##### EXTRACT #####

# Help! We Lost Power To Our Plug Ins!



## Doxie-Doglover-Too (Jan 25, 2007)

we are at a campground and just lost all power to all of our plug ins, I flipped all the breakers , but nothing. What to do! my lap will die so hoping someone will know what the problem is !


----------



## Oregon_Camper (Sep 13, 2004)

Doxie-Doglover-Too said:


> we are at a campground and just lost all power to all of our plug ins, I flipped all the breakers , but nothing. What to do! my lap will die so hoping someone will know what the problem is !


Check power at the shore connection.....is that breaker on/off?

Are only the plugs not working? If so, flip the GFI button on the plug in your bathroom (it will be red..between the two plugs). You might have another GFI so if flipping the one in the bathroom doesn't fix it...check the other outlets for the red GFI. You need to push the red button back into position.

ps...i tried to call your cell phone...no answer.


----------



## bill_pfaff (Mar 11, 2005)

Right off the top of my head I'd say the feed from the campground is bad. Is anyone else out?


----------



## Oregon_Camper (Sep 13, 2004)

bill_pfaff said:


> Right off the top of my head I'd say the feed from the campground is bad. Is anyone else out?

#####

PROBLEM SET
a) In the forum thread about lost power to the plug-ins, what color does Oregon_Camper say the GFI button will be?
b) Tally the lines of the records that contain the string "boundingBox" and reply with the number alone.

##### RECORDS SUPPLIED #####

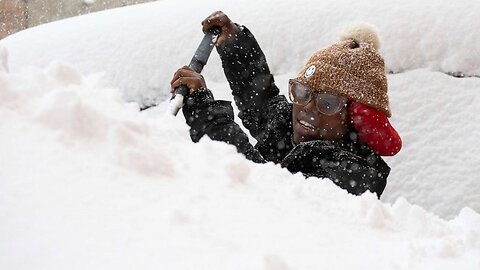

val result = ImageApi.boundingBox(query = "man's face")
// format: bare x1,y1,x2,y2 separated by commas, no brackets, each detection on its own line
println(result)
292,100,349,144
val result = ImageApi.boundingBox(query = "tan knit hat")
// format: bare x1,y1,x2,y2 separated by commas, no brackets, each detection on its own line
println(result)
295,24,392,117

#####
##### RECORDS SUPPLIED #####

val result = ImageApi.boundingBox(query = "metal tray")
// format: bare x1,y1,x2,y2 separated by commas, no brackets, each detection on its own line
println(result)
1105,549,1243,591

#####

TASK RESULTS
a) Red.

b) 3